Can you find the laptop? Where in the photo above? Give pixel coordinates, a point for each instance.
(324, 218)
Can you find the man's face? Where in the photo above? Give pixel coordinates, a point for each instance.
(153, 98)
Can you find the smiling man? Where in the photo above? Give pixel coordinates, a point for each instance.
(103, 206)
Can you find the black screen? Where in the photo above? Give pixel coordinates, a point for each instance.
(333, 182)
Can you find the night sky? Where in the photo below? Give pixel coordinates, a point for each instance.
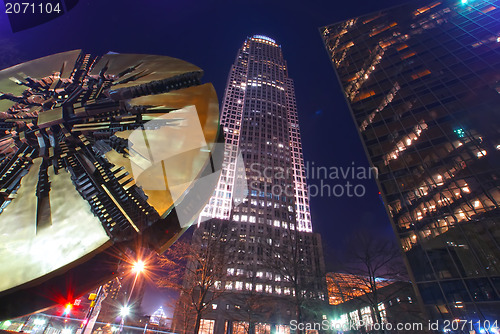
(208, 34)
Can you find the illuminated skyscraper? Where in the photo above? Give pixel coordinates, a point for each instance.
(422, 82)
(261, 201)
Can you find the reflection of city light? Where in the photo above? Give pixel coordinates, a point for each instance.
(39, 322)
(138, 267)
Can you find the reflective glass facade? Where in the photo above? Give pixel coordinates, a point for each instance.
(422, 82)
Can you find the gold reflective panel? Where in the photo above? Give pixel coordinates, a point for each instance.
(97, 153)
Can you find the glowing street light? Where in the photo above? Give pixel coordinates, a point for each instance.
(138, 267)
(67, 309)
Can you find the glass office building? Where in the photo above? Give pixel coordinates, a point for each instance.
(422, 83)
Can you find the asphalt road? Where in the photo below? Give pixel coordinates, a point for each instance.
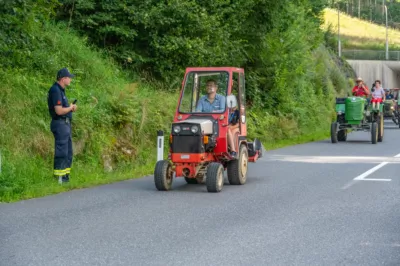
(301, 206)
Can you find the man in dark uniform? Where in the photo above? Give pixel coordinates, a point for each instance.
(61, 113)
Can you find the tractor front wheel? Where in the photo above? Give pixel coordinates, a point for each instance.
(215, 177)
(237, 169)
(163, 175)
(342, 135)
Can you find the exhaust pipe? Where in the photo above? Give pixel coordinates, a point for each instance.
(160, 145)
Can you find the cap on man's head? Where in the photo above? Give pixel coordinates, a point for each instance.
(62, 73)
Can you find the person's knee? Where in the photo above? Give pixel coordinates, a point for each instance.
(61, 148)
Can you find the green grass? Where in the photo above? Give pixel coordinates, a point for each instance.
(360, 34)
(118, 118)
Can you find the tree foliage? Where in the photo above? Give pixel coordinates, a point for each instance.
(164, 37)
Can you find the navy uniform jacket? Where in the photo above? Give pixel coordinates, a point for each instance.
(56, 96)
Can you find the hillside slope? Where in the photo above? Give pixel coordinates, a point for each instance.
(360, 34)
(114, 130)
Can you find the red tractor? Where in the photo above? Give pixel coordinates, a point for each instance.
(209, 132)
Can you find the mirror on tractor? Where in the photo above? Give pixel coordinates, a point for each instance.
(231, 101)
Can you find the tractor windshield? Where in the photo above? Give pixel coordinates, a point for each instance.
(205, 92)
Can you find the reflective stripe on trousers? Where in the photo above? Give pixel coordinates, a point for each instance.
(61, 130)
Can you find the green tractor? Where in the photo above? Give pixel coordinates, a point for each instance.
(356, 114)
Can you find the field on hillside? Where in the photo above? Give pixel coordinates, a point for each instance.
(121, 107)
(360, 34)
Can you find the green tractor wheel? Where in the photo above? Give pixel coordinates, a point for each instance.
(381, 128)
(342, 135)
(334, 135)
(374, 133)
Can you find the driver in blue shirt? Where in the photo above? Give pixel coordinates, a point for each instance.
(212, 102)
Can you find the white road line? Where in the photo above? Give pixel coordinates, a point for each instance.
(370, 171)
(363, 176)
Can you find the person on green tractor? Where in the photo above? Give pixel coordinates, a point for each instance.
(361, 89)
(389, 94)
(378, 95)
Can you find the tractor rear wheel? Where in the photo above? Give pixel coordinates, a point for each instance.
(163, 175)
(380, 128)
(374, 133)
(342, 135)
(237, 169)
(215, 177)
(334, 138)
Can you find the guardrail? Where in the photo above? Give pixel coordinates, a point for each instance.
(370, 55)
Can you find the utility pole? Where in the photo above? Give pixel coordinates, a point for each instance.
(387, 43)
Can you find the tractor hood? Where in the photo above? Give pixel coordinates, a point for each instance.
(206, 126)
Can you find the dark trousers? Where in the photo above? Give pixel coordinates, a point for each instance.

#####

## Your assignment
What is needed is an exact transcription of every entry, minus the pictures.

## Exercise solution
Can you find the laptop? Where in the photo above? Give pixel coordinates, a point for each instance.
(324, 218)
Can you find the man's face? Where in the photo above? Give pixel coordinates, a point for each instance.
(153, 98)
Can you find the smiling man? Where in the photo above? Give pixel coordinates, a point for each instance.
(103, 206)
Can you find the black screen? Where in the photo above? Give pixel coordinates, a point for each instance.
(333, 182)
Can you find the night sky? Where in the photo below? Give pixel coordinates, a point for each instance.
(208, 34)
Can you find the illuminated skyscraper? Where in the photo above? Give pixel coordinates, a point for each instance.
(422, 82)
(261, 201)
Can you find the reflection of city light? Where in the photo above? Give pixel coordinates, a point for each instance.
(39, 322)
(138, 267)
Can you find the reflective glass facade? Where in the photo above? Give pixel coordinates, a point for each instance.
(422, 82)
Can you find the gold reflective panel? Where in the photo above? Give pixel coordinates, a point for each instance.
(97, 153)
Can you find the glowing street light? Where in the photo above? Give pixel coordinates, a point for each instance.
(138, 267)
(67, 309)
Can you find the glass office building? Where in the photo above? Give pixel coordinates, a point for each instance.
(422, 83)
Can you find the asphalt road? Where in the photo below? Give pixel coordinates, a point for each instance.
(301, 206)
Can you find the man in dark uniform? Where in the photo above? Give pixel coordinates, a point for each instance.
(61, 113)
Can you find the tractor front wheel? Where in the photo above? Give pixel coordinates, a point for each instance.
(215, 177)
(237, 169)
(163, 175)
(342, 135)
Can you find the exhaust pipe? Where in the photo above? Give pixel coordinates, a point for each instance.
(160, 145)
Can you find the cap on man's head? Where in the photo above? Give pixel coordinates, a point for each instance.
(62, 73)
Can you find the person's knee? Where in the photo above? Give pixel coordinates, a point for each instance.
(61, 148)
Can you find the green grass? Where in the photo above? Give pixel coordinates, a point for each instance.
(360, 34)
(118, 118)
Can you find the tree foliage? Where in the photo above? Give pixel coordinates, a point for each instance.
(164, 37)
Can you find the navy uniform jacket? Where in the photo above? Give pixel coordinates, a point for each instance.
(56, 96)
Can you find the hillside slope? Where in the photo above? Give pixel coordinates, a point for each instance.
(360, 34)
(114, 130)
Can you find the red tractor? Where in the photo above? Give pixel coordinates, a point for each instance.
(209, 132)
Can you find the mirror on tractor? Where in the photo above? Give pixel coordinates, a point for each instance.
(231, 101)
Can you find the tractor windshield? Where in the photo above? Give pixel coordinates, a point for each instance.
(205, 92)
Can you find the reflective stripe on trousers? Where in the photo above? Give pixel coordinates, a point for each instance.
(61, 130)
Can you find the green tractor? Where in the photo above? Give pixel coordinates, a point for each instance.
(356, 114)
Can you find the field on hillside? Where in the photo above? Give pixel coordinates, a point for each instance.
(121, 107)
(360, 34)
Can you find the green tractor wheel? Where in the photo above? Give pixel coordinates, a point for each instance.
(381, 128)
(342, 135)
(334, 135)
(374, 133)
Can you find the driver in blue shirt? Where in the photo above? Give pixel coordinates, a point for each instance.
(212, 102)
Can you find the white road line? Where in the photo above? Give pixel coordinates, a point for each instance.
(370, 171)
(363, 176)
Can you find the person on green tractor? Where in the photo above? Give pixel coordinates, a point for each instance.
(361, 89)
(389, 94)
(378, 95)
Can you find the tractor rear wheel? Where in the photo above? Give pixel coordinates, a point for each instance.
(163, 175)
(380, 128)
(374, 133)
(342, 135)
(237, 169)
(215, 177)
(334, 138)
Can you find the guardrail? Where in the photo above? Give pixel coordinates, a point for each instance.
(370, 55)
Can you find the utility pole? Where in the photo above? Give pixel coordinates, a point for each instance.
(387, 43)
Can you find the tractor hood? Where in the photo above? Give pixel coordinates, a point for each instance.
(206, 126)
Can you find the dark trousers? Where in the photo above? Give pixel coordinates, a point for each instance.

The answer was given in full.